Exercise details: Within these entries, which lines include the string "golden"? Copy each one.

Information:

***

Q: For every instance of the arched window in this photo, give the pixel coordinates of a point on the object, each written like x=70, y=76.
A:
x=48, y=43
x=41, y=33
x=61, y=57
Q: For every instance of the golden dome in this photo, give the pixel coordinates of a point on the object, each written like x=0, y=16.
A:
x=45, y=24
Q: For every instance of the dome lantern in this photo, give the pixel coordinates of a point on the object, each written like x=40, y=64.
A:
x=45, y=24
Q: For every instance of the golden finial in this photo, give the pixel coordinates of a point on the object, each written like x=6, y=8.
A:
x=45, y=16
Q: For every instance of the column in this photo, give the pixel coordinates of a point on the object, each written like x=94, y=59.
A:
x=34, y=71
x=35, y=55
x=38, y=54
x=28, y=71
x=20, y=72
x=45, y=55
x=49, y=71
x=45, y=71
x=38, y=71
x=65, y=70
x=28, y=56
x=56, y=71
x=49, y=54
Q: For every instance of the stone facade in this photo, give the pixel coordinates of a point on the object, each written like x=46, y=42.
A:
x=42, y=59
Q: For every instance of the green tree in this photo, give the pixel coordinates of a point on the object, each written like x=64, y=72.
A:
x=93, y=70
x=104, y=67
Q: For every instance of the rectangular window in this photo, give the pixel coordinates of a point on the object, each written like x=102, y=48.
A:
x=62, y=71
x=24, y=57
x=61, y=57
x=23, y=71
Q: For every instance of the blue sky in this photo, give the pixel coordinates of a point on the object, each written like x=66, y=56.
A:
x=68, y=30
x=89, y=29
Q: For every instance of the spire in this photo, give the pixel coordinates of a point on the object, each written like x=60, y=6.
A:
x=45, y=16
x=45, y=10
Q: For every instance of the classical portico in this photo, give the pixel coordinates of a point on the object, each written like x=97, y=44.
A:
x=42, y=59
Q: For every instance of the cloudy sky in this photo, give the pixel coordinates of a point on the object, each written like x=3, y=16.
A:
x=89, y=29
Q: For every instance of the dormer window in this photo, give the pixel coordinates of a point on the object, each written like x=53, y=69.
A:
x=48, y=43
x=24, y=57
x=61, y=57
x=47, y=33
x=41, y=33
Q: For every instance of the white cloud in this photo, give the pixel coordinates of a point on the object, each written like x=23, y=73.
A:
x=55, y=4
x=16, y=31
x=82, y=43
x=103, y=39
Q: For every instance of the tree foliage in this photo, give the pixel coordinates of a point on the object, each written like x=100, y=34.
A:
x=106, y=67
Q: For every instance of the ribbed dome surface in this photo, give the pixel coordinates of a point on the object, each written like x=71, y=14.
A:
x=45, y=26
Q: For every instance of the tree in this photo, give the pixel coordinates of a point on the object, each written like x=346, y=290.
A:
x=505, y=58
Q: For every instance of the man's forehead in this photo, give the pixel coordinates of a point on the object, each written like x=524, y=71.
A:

***

Problem solution:
Q: For every instance of the golden dome in this photo, give the pixel coordinates of a point on the object, each written like x=0, y=16.
Q: For every instance of the golden finial in this photo, give the pixel coordinates of a point on the object, each written like x=6, y=8.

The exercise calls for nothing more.